(Beginning of STUDY MATERIAL)

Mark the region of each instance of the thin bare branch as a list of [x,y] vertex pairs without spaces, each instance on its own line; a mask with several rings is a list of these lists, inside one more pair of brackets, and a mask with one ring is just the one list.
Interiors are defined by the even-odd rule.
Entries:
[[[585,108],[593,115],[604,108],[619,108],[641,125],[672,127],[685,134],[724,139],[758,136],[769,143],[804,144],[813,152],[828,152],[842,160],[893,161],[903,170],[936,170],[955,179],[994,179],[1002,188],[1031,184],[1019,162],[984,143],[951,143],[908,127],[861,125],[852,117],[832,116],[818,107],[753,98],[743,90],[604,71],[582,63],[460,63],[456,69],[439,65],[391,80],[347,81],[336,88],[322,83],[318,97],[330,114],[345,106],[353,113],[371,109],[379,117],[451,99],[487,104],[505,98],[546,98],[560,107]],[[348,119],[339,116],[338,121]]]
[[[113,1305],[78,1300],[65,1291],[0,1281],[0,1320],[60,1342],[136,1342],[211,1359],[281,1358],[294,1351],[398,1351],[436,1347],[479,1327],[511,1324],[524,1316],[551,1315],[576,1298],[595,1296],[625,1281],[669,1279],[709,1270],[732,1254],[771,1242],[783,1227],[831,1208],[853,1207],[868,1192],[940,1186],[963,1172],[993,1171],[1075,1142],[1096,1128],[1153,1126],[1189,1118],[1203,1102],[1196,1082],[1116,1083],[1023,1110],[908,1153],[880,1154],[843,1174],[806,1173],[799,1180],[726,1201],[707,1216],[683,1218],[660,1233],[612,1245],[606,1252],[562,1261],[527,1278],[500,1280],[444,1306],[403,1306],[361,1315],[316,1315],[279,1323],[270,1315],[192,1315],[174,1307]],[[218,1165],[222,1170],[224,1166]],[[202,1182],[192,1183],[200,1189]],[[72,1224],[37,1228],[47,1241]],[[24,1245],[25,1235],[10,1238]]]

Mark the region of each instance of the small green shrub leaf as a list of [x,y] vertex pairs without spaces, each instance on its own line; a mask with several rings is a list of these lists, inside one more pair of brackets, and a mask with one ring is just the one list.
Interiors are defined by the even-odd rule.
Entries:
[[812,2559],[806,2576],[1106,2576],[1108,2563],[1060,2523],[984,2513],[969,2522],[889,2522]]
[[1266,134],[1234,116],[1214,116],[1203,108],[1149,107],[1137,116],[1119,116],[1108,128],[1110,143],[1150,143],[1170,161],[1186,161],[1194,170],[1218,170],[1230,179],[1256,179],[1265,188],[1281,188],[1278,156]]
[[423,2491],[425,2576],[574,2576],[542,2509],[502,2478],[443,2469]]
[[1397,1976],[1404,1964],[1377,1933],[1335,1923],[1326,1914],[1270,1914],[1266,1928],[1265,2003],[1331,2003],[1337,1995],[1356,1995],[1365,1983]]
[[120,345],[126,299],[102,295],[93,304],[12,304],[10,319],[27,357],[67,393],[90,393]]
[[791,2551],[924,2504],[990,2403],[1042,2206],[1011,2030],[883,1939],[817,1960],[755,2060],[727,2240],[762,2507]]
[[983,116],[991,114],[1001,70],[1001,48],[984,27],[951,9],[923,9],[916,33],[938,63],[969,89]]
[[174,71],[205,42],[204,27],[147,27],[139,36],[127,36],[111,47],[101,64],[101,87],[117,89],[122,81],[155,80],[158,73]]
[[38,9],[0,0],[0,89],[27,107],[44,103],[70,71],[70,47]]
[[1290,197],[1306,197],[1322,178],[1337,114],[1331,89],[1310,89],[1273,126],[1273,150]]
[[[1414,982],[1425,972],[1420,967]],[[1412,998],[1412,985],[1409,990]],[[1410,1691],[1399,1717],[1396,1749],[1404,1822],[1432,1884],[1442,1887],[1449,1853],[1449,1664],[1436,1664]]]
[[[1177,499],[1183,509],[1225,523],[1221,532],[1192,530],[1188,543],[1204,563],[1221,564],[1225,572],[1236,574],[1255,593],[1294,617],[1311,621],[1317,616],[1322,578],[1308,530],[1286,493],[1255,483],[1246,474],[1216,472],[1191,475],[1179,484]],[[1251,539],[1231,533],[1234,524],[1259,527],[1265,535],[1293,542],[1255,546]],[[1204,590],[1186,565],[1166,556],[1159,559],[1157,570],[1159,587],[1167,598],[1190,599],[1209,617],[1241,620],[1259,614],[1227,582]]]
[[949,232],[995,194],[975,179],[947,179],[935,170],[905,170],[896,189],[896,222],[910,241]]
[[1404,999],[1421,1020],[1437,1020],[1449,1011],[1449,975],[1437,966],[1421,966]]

(End of STUDY MATERIAL)

Extract all the entries word for word.

Mark the region of each instance of the thin bare branch as a list of [x,y] vertex pairs without spaces, each instance on its own line; a mask with several rings is a list of these lists, inside one more pair of brackets, and a mask with one ring is just the one list.
Interiors are defined by the even-odd rule.
Entries:
[[[585,108],[593,115],[604,108],[619,108],[641,125],[672,127],[685,134],[724,139],[758,136],[769,143],[804,144],[813,152],[828,152],[842,160],[893,161],[903,170],[936,170],[955,179],[994,179],[1002,188],[1031,184],[1019,162],[984,143],[951,143],[908,127],[861,125],[852,117],[832,116],[818,107],[753,98],[743,90],[604,71],[582,63],[460,63],[456,69],[439,65],[391,80],[347,81],[336,88],[322,83],[318,97],[330,114],[345,106],[353,113],[371,109],[379,117],[451,99],[487,104],[505,98],[546,98],[560,107]],[[348,119],[339,116],[338,121]]]
[[[113,1305],[78,1300],[65,1291],[0,1281],[0,1320],[60,1342],[136,1342],[211,1359],[281,1358],[294,1351],[398,1351],[436,1347],[479,1327],[511,1324],[524,1316],[551,1315],[576,1298],[595,1296],[625,1281],[669,1279],[709,1270],[732,1254],[771,1242],[783,1227],[831,1208],[853,1207],[868,1192],[940,1186],[963,1172],[993,1171],[1075,1142],[1096,1128],[1153,1126],[1189,1118],[1203,1102],[1196,1082],[1116,1083],[1023,1110],[908,1153],[880,1154],[843,1174],[806,1173],[799,1180],[726,1201],[707,1216],[683,1218],[660,1233],[612,1245],[606,1252],[562,1261],[527,1278],[500,1280],[444,1306],[403,1306],[361,1315],[316,1315],[279,1323],[270,1315],[192,1315],[174,1307]],[[218,1165],[222,1170],[224,1166]],[[202,1182],[192,1183],[200,1189]],[[72,1224],[37,1228],[47,1241]],[[24,1245],[25,1235],[10,1238]]]

Mark the region of each instance of the small green shrub leaf as a list of [x,y] vertex pairs without spaces, each instance on its own line; a mask with several rings is a list of these lists, inside one more pair of brackets, and a mask with one ring is just the one list.
Interiors are defined by the even-odd rule.
Entries:
[[812,2559],[806,2576],[1106,2576],[1108,2563],[1060,2523],[984,2513],[969,2522],[889,2522]]
[[1266,134],[1234,116],[1214,116],[1203,108],[1149,107],[1137,116],[1119,116],[1108,128],[1110,143],[1150,143],[1170,161],[1186,161],[1194,170],[1218,170],[1230,179],[1256,179],[1265,188],[1281,188],[1278,156]]
[[423,2491],[425,2576],[574,2576],[542,2509],[502,2478],[443,2469]]
[[1397,1976],[1404,1964],[1377,1933],[1335,1923],[1326,1914],[1270,1914],[1266,1928],[1265,2003],[1331,2003],[1337,1995],[1356,1995],[1365,1983]]
[[120,345],[126,299],[102,295],[93,304],[12,304],[10,319],[27,357],[67,393],[90,393]]
[[791,2551],[924,2504],[990,2403],[1042,2206],[1011,2030],[883,1939],[817,1960],[755,2060],[727,2240],[762,2507]]
[[983,116],[991,114],[1001,70],[1001,48],[984,27],[951,9],[923,9],[916,33],[938,63],[969,89]]
[[174,71],[205,42],[204,27],[147,27],[139,36],[127,36],[111,47],[101,64],[101,87],[117,89],[122,81],[155,80],[158,73]]
[[38,9],[0,0],[0,89],[27,107],[44,103],[70,71],[70,47]]
[[1290,197],[1306,197],[1322,178],[1337,114],[1331,89],[1310,89],[1273,126],[1273,150]]
[[[1414,982],[1425,972],[1420,967]],[[1412,998],[1412,985],[1409,990]],[[1410,1691],[1399,1717],[1396,1749],[1404,1822],[1432,1884],[1442,1887],[1449,1853],[1449,1664],[1436,1664]]]
[[[1177,499],[1183,509],[1225,523],[1221,532],[1192,530],[1188,543],[1204,563],[1221,564],[1225,572],[1236,574],[1255,593],[1294,617],[1311,621],[1317,616],[1322,578],[1308,530],[1286,493],[1255,483],[1246,474],[1216,472],[1191,475],[1179,484]],[[1251,539],[1231,533],[1234,524],[1259,527],[1265,535],[1293,542],[1255,546]],[[1204,590],[1186,565],[1166,556],[1159,559],[1157,570],[1159,587],[1167,598],[1190,599],[1209,617],[1241,620],[1259,614],[1227,582]]]
[[949,232],[995,194],[975,179],[947,179],[935,170],[905,170],[896,189],[896,222],[910,241]]
[[1404,999],[1421,1020],[1437,1020],[1449,1011],[1449,975],[1437,966],[1421,966]]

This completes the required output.